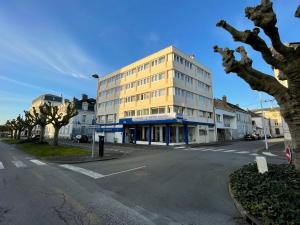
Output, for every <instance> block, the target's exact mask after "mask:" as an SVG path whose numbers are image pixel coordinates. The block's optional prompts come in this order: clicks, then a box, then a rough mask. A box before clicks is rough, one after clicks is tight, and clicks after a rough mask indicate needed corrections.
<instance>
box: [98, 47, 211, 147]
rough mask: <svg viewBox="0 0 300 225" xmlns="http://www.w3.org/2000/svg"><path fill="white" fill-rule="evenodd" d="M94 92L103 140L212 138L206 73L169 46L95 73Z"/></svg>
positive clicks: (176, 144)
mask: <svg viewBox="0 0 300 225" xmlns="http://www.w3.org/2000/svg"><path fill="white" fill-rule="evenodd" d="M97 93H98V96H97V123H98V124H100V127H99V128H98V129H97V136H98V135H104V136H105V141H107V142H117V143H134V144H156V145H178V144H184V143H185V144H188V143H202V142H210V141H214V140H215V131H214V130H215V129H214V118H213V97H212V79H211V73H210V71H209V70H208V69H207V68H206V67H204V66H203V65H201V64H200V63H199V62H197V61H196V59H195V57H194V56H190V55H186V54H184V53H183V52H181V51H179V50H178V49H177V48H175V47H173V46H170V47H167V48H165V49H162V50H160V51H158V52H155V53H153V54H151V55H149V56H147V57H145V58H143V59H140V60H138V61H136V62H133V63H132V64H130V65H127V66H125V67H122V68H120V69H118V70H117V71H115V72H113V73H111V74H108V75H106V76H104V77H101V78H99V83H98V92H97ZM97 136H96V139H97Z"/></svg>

-- -- --

Reproduce the listing above line for line, character for character, but omit the picture.

Output, for every <instance> block, the target's exact mask after "mask:" as an SVG path whose numbers are image pixel coordinates. The block's optional prompts come in this order: clicks, then a box, then a rough mask. A box before clicks is rough, one after clicks is tight, and clicks after a rough mask indicate needed corrections.
<instance>
box: [98, 47, 211, 147]
rough mask: <svg viewBox="0 0 300 225" xmlns="http://www.w3.org/2000/svg"><path fill="white" fill-rule="evenodd" d="M94 92L103 140L212 138L206 73L169 46L95 73Z"/></svg>
positive clicks: (176, 144)
mask: <svg viewBox="0 0 300 225" xmlns="http://www.w3.org/2000/svg"><path fill="white" fill-rule="evenodd" d="M97 93H98V96H97V123H98V124H100V127H99V128H98V129H97V136H98V135H104V136H105V141H107V142H117V143H134V144H156V145H178V144H184V143H185V144H188V143H202V142H210V141H214V140H215V131H214V130H215V129H214V118H213V97H212V79H211V73H210V71H209V70H208V69H207V68H206V67H204V66H203V65H201V64H200V63H199V62H197V61H196V59H195V57H194V56H190V55H186V54H184V53H183V52H181V51H179V50H178V49H177V48H175V47H173V46H170V47H167V48H165V49H162V50H160V51H158V52H155V53H153V54H151V55H149V56H147V57H145V58H143V59H140V60H138V61H136V62H133V63H132V64H130V65H127V66H125V67H122V68H120V69H118V70H117V71H115V72H113V73H111V74H108V75H106V76H104V77H101V78H99V83H98V92H97ZM97 136H96V139H97Z"/></svg>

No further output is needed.